GIVEN INSTRUCTION | Collect and copy out every line in the items below that contains the word "mask". Only matches with the same case count.

(Dataset rows)
-- begin --
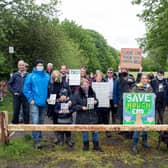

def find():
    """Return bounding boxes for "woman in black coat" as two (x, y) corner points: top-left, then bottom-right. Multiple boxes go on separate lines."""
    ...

(73, 79), (102, 151)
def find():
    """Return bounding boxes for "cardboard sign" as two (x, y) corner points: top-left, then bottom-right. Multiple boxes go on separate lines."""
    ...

(59, 103), (69, 113)
(123, 93), (155, 125)
(92, 82), (110, 108)
(87, 98), (94, 110)
(69, 69), (81, 86)
(47, 94), (57, 105)
(120, 48), (142, 69)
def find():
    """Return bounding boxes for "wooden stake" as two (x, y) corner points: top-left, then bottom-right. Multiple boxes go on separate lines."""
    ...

(8, 124), (168, 132)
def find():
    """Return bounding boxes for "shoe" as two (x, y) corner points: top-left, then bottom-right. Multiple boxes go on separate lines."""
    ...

(131, 145), (138, 154)
(142, 143), (151, 149)
(83, 141), (89, 151)
(53, 137), (59, 144)
(59, 141), (64, 146)
(66, 139), (73, 147)
(93, 141), (103, 152)
(34, 142), (42, 149)
(106, 131), (111, 138)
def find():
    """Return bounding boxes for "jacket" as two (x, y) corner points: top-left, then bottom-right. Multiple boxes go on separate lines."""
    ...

(54, 98), (73, 124)
(23, 69), (50, 107)
(7, 71), (27, 95)
(73, 87), (98, 124)
(151, 77), (168, 104)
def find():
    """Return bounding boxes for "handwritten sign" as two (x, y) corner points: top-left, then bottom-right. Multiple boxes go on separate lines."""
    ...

(123, 93), (155, 125)
(69, 69), (81, 86)
(120, 48), (142, 69)
(92, 82), (110, 107)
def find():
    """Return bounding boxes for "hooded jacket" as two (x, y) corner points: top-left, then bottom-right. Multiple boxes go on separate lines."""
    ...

(23, 69), (50, 107)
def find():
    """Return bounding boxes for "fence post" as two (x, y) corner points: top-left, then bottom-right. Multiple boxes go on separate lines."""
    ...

(0, 111), (9, 144)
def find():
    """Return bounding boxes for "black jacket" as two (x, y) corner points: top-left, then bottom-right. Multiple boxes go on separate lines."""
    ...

(73, 87), (98, 124)
(151, 77), (168, 104)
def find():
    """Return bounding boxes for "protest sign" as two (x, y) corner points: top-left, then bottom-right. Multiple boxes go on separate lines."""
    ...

(92, 82), (110, 107)
(123, 93), (155, 125)
(69, 69), (80, 86)
(120, 48), (142, 69)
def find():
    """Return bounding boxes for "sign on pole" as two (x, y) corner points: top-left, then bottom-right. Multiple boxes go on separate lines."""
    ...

(123, 93), (155, 125)
(120, 48), (142, 69)
(92, 82), (110, 107)
(69, 69), (81, 86)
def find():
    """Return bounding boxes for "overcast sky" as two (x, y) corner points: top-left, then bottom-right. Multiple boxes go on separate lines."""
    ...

(60, 0), (145, 49)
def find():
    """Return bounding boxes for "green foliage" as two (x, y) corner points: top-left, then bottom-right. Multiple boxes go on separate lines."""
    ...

(133, 0), (168, 70)
(0, 0), (118, 74)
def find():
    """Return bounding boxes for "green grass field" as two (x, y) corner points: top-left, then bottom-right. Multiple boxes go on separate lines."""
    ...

(0, 80), (168, 168)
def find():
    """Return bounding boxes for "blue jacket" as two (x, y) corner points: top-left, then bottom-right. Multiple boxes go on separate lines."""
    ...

(104, 78), (119, 104)
(23, 69), (50, 107)
(7, 71), (27, 95)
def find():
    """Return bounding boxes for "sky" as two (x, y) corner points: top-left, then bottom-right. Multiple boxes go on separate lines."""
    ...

(59, 0), (145, 50)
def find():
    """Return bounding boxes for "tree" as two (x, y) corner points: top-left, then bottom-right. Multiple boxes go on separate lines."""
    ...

(133, 0), (168, 70)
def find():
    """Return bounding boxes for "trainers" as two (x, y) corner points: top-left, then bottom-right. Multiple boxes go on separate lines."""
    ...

(34, 142), (42, 149)
(66, 140), (73, 147)
(131, 145), (138, 154)
(142, 143), (151, 149)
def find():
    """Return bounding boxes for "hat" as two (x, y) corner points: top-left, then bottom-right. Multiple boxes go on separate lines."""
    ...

(59, 89), (68, 96)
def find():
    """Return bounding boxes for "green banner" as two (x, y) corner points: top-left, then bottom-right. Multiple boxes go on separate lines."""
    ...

(123, 93), (155, 125)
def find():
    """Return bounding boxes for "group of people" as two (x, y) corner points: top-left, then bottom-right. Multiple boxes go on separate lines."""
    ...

(8, 59), (168, 153)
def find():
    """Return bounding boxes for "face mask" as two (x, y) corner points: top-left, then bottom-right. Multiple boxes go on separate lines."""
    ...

(36, 66), (44, 71)
(157, 76), (163, 80)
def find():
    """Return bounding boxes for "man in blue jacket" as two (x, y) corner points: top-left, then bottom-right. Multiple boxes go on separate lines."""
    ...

(23, 60), (50, 149)
(8, 60), (29, 124)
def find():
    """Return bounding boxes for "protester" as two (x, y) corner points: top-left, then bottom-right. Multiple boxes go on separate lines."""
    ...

(46, 63), (54, 75)
(55, 88), (73, 147)
(105, 68), (117, 124)
(93, 72), (109, 124)
(23, 60), (50, 149)
(74, 79), (102, 151)
(131, 75), (153, 153)
(151, 70), (168, 124)
(8, 60), (29, 124)
(47, 70), (71, 144)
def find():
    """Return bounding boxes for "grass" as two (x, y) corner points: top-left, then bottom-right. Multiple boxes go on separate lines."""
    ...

(0, 86), (168, 168)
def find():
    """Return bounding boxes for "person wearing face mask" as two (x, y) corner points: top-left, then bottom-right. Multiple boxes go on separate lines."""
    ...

(131, 74), (153, 154)
(151, 70), (168, 124)
(72, 79), (102, 151)
(7, 60), (29, 124)
(23, 60), (50, 149)
(47, 70), (71, 144)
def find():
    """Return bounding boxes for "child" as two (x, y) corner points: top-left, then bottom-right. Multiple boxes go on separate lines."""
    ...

(55, 89), (73, 147)
(131, 74), (153, 153)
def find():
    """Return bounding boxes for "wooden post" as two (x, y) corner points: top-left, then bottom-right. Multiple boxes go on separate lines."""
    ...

(0, 111), (9, 144)
(8, 124), (168, 132)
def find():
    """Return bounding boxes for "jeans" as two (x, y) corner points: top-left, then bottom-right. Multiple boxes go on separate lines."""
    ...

(12, 94), (29, 124)
(82, 132), (99, 142)
(30, 104), (46, 142)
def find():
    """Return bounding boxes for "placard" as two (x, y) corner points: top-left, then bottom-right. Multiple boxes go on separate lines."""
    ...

(47, 94), (57, 105)
(123, 93), (155, 125)
(120, 48), (142, 69)
(69, 69), (81, 86)
(92, 82), (110, 108)
(87, 97), (94, 110)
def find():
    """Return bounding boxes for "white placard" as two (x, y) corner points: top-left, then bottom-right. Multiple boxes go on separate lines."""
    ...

(60, 103), (69, 113)
(47, 94), (57, 105)
(87, 97), (94, 110)
(9, 46), (14, 54)
(69, 69), (80, 86)
(92, 82), (110, 108)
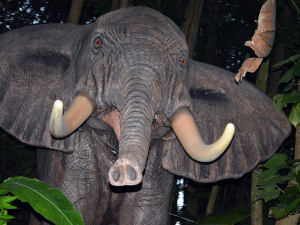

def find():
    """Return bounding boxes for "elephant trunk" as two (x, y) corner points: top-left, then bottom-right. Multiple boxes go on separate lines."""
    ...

(108, 71), (154, 186)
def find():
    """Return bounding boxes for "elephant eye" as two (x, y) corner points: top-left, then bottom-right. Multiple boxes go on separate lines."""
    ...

(95, 39), (100, 46)
(180, 58), (185, 65)
(94, 37), (101, 47)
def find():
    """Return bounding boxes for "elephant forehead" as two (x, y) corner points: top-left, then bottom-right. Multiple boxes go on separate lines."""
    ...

(97, 7), (188, 50)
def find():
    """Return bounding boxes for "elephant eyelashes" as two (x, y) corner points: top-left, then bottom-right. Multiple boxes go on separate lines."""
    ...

(95, 39), (101, 47)
(93, 37), (101, 54)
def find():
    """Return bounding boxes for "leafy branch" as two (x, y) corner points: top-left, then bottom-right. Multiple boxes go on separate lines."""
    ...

(257, 154), (300, 220)
(0, 177), (84, 225)
(273, 54), (300, 127)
-- end --
SOLVED PROBLEM |
    """Return bounding boxes for "face mask" as two (x, y) corner points: top-left, then bottom-right. Multiple boxes go on separate lines."""
    """Return bounding boxes for "person wearing face mask" as two (x, y) corner points: top-left, then bottom-right. Multiple boxes go on separate lines."""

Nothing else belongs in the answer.